§ **WHAT YOU WILL DO**
Reproduce every line of the material below word for word, leaving nothing out.

-- START --

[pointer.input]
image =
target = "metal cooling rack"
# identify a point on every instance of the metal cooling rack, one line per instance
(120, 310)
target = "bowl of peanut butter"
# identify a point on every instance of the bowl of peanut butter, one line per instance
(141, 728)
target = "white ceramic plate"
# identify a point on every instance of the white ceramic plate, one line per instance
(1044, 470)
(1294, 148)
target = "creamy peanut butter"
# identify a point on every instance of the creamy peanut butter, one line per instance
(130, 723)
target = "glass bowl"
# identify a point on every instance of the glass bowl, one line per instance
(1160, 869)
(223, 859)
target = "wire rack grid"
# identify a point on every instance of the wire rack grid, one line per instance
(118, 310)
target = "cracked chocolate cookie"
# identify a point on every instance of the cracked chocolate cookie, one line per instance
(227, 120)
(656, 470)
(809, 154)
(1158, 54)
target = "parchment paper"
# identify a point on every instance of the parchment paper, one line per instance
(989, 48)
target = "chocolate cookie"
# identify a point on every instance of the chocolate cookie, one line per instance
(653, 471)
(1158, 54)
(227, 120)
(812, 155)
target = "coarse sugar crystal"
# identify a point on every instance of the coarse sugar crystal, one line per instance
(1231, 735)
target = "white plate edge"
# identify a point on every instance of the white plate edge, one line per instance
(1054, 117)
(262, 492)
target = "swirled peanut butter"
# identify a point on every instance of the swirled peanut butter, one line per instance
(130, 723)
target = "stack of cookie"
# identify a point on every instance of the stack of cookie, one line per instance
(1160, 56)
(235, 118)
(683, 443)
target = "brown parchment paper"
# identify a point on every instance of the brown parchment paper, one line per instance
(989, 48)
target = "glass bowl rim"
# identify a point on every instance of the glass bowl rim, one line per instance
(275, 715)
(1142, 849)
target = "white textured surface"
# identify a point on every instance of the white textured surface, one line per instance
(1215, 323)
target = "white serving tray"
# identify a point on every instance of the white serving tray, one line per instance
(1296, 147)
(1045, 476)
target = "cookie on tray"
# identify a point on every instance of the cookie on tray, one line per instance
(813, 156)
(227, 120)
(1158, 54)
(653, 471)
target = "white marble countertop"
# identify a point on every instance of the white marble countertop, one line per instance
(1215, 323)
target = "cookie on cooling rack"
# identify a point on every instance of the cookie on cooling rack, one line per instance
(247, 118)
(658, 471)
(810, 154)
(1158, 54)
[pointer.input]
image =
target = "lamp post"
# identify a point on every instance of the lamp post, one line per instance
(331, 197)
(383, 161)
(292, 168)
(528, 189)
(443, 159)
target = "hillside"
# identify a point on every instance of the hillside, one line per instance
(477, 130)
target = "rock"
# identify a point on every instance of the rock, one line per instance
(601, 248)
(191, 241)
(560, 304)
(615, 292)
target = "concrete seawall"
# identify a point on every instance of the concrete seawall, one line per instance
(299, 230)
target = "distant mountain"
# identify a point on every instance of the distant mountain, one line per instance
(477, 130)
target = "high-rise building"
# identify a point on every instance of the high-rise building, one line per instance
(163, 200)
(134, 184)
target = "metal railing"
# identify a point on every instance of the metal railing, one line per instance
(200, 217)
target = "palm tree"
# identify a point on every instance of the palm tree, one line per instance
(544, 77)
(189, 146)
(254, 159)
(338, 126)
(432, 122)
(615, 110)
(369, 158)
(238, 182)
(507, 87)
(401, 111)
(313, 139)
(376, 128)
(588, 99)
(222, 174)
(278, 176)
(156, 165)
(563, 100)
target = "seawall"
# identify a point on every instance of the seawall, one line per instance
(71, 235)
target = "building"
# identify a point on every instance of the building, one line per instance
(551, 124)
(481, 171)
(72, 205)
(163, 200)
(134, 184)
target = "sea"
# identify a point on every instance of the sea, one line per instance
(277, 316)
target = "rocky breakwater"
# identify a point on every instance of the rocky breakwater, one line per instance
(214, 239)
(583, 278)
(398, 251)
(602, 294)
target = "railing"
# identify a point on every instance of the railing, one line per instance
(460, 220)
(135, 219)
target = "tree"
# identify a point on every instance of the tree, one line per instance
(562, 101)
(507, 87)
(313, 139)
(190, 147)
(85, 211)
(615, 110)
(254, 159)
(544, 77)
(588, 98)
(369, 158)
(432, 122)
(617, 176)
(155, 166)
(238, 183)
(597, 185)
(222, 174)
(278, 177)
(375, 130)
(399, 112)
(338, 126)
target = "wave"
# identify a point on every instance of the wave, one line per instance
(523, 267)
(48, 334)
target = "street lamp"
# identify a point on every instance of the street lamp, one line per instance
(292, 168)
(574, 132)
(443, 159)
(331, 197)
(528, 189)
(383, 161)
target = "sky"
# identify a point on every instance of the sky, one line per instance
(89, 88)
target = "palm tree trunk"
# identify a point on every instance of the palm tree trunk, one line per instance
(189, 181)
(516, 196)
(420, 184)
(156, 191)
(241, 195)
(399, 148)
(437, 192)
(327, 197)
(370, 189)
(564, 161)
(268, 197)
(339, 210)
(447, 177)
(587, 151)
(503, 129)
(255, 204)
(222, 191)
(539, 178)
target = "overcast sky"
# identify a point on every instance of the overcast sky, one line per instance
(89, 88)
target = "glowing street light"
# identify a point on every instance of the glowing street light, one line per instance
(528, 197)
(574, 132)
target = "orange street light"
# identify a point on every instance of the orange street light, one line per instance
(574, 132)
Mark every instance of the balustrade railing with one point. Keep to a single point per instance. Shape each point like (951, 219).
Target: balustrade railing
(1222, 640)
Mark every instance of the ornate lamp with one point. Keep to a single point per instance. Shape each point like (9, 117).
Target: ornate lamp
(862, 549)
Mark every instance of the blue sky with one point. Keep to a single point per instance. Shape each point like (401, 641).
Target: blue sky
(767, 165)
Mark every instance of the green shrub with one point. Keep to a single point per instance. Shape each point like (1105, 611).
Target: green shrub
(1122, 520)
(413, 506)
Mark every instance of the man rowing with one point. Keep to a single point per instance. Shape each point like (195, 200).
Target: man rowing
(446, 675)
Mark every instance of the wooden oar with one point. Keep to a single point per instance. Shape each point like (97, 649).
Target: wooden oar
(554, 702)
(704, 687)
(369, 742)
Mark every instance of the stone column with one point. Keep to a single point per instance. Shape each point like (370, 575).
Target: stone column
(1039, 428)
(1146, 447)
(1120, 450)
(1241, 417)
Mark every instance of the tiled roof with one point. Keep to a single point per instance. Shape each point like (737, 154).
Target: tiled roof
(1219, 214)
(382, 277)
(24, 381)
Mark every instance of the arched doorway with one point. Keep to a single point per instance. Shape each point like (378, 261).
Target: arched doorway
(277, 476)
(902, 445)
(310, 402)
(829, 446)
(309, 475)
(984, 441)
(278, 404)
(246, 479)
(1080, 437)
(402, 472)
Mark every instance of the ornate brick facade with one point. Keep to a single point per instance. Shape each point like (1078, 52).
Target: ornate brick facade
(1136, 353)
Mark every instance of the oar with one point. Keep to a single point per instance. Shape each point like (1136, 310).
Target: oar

-- END --

§ **WRITTEN SOLUTION**
[pointer.input]
image =
target = "metal cooling rack"
# identify a point on every instance of the metal cooling rack, one line per instance
(120, 310)
target = "bowl of peanut butter"
# identify a point on every instance of the bowl of peanut butter, one line per instance
(141, 728)
target = "white ceramic plate"
# identify a point on every instance of the white ceramic plate, one line per instance
(1044, 470)
(1294, 148)
target = "creamy peanut butter"
# identify a point on every instance of the creamy peanut butter, one line per instance
(130, 723)
target = "glass bowl"
# identify a point on every instance of the glass bowl, one line per instance
(1160, 869)
(223, 859)
target = "wire rack grid"
# identify a point on every instance of the wire rack grid, one line per instance
(118, 310)
target = "cracked chocolate cookie"
# identify a point on every instance of the cracked chocolate cookie, one line per instance
(227, 120)
(656, 470)
(809, 154)
(1158, 54)
target = "parchment paper"
# identify a point on every instance of the parchment paper, one line per instance
(989, 48)
target = "chocolate cookie"
# identify a point on every instance of the chocolate cookie, one line per instance
(653, 471)
(1158, 54)
(227, 120)
(812, 155)
target = "coarse sugar crystal"
# identify a point on every instance of the coarse sugar crystal, one line per instance
(1231, 735)
target = "white plate edge"
# identify a point on every instance of the white plate edge, one line per instance
(1054, 117)
(262, 492)
target = "swirled peanut butter"
# identify a point on every instance of the swirled peanut butter, one line per instance
(130, 723)
target = "stack of cookie"
# identify a point on every instance of the stack of cookie, one line per instance
(1160, 56)
(235, 118)
(683, 443)
target = "brown parchment paper"
# identify a point on every instance of the brown parchment paper, one line per instance
(989, 48)
target = "glass bowl rim"
# identify a point on every instance of the glass bowl rim, one line per instance
(275, 715)
(1142, 849)
target = "white textured surface"
# identify a point on every instance of the white textured surface, one line per instance
(1215, 323)
target = "white serving tray"
# identify a point on every instance of the white serving tray, one line per instance
(1296, 147)
(1045, 476)
target = "cookie on tray"
# identify a point on every instance of the cookie on tray, one line per instance
(813, 156)
(227, 120)
(1158, 54)
(653, 471)
target = "white marble countertop"
# identify a point on every instance of the white marble countertop, one line per instance
(1215, 323)
target = "cookie on cooling rack"
# identify a point on every instance of the cookie on cooling rack, one line per instance
(247, 118)
(658, 471)
(810, 154)
(1158, 54)
[pointer.input]
image =
target = "lamp post"
# identify a point on every instance of the lamp post, one line per instance
(331, 197)
(383, 161)
(292, 168)
(528, 189)
(443, 159)
target = "hillside"
# identify a point on every instance of the hillside, one line per instance
(477, 130)
target = "rock"
# identify a point on every instance of the rock, one line per instance
(601, 248)
(191, 241)
(560, 304)
(615, 292)
target = "concrete seawall"
# identify a point on every instance of the concrete seawall, one line per instance
(299, 230)
target = "distant mountain"
# identify a point on every instance of the distant mountain, one line per instance
(477, 130)
target = "high-rise building"
# identify a point on every instance of the high-rise building, one line per instance
(163, 200)
(134, 184)
target = "metal railing"
# identify a point on every instance of the metal railing, one line per instance
(200, 217)
target = "palm tree"
# identify a point on every instance of the palm tree, one line per instance
(544, 77)
(189, 146)
(254, 159)
(338, 126)
(432, 122)
(615, 110)
(369, 158)
(238, 182)
(507, 87)
(401, 111)
(313, 139)
(376, 128)
(588, 99)
(222, 174)
(278, 176)
(156, 165)
(563, 100)
target = "seawall"
# identify a point on every instance of the seawall, one line per instance
(71, 235)
target = "building"
# identify a point on every instance of the building, one line per instance
(551, 124)
(481, 171)
(72, 205)
(163, 200)
(134, 184)
target = "sea"
# identify a point on every instance of the sea, one line per instance
(277, 316)
target = "rocky breakwater"
# identify a point on every instance of the rocky breakwater, one line per instance
(214, 239)
(583, 278)
(398, 251)
(602, 294)
target = "railing"
# identify a point on every instance of the railing, one line per instance
(460, 220)
(135, 219)
target = "tree"
# identify a point on every instance of the tree, one line per instance
(562, 101)
(507, 87)
(313, 139)
(190, 147)
(85, 211)
(615, 110)
(254, 159)
(544, 77)
(588, 98)
(369, 158)
(432, 122)
(617, 176)
(155, 166)
(238, 183)
(597, 185)
(222, 174)
(278, 177)
(375, 130)
(399, 112)
(338, 126)
target = "wave"
# identify a point on every instance of the wave, one line per instance
(523, 267)
(48, 334)
target = "street lamp"
# identify a point on every instance of the street lamp, one line per instance
(292, 168)
(574, 132)
(443, 159)
(331, 197)
(528, 189)
(383, 161)
target = "sky"
# identify a point on every instance of the sky, one line per instance
(89, 88)
target = "palm tree trunk"
# identify a point on every instance of the palm tree trunk, one line per instance
(189, 181)
(516, 196)
(420, 184)
(156, 191)
(241, 195)
(399, 148)
(437, 192)
(327, 197)
(370, 189)
(564, 161)
(268, 197)
(339, 210)
(447, 177)
(587, 151)
(503, 129)
(255, 204)
(222, 191)
(539, 178)
target = "overcast sky"
# identify a point on every instance of the overcast sky, one line per instance
(89, 88)
target = "glowing street light"
# identify a point on every instance of the glowing street light, one line per instance
(528, 197)
(574, 132)
target = "orange street light"
# identify a point on every instance of the orange street light, one line per instance
(574, 132)
Mark every instance of the balustrade railing with one point. Keep to a single point per instance. Shape each point like (951, 219).
Target: balustrade railing
(1222, 640)
Mark every instance of the ornate lamp with one point. Keep to a single point per instance. Shape each point like (9, 117).
Target: ornate lamp
(862, 549)
Mark every instance of the blue sky with one point. Keep to a single point per instance. Shape each point like (401, 641).
Target: blue sky
(767, 165)
Mark every instance of the green shrub with one point. Keep to a single point per instance. Shape each point like (1105, 611).
Target: green shrub
(1122, 520)
(413, 506)
Mark every instance of the man rowing with one point. Keep to a single point per instance. Shape each point like (195, 200).
Target: man rowing
(446, 675)
Mark every instance of the wooden oar with one point. Keep to a single point per instance. Shape each point like (97, 649).
Target: wooden oar
(554, 702)
(704, 687)
(369, 742)
Mark every instance of the stone column with one point. Keep to a single point per instance. Shape each point like (370, 575).
Target: stone column
(1039, 428)
(1146, 447)
(1120, 450)
(1241, 417)
Mark every instance of the tiled roof with one point. Keep to a single point per instance. Shape each point like (737, 154).
Target: tiled roof
(1219, 214)
(382, 277)
(24, 381)
Mark every instance of the arched doorway with one point. Keep to a single point per instance. Shape each point like (378, 261).
Target: arched doorway
(277, 476)
(902, 445)
(310, 402)
(829, 446)
(309, 475)
(984, 441)
(278, 404)
(246, 479)
(1080, 437)
(402, 472)
Mark every instance of the ornate brick facade with one point. Keep to a single point per instance. Shape each point like (1078, 52).
Target: ornate brick facade
(1136, 353)
Mark every instance of the oar with one point. Keep to a single point per instance. Shape each point like (1136, 310).
Target: oar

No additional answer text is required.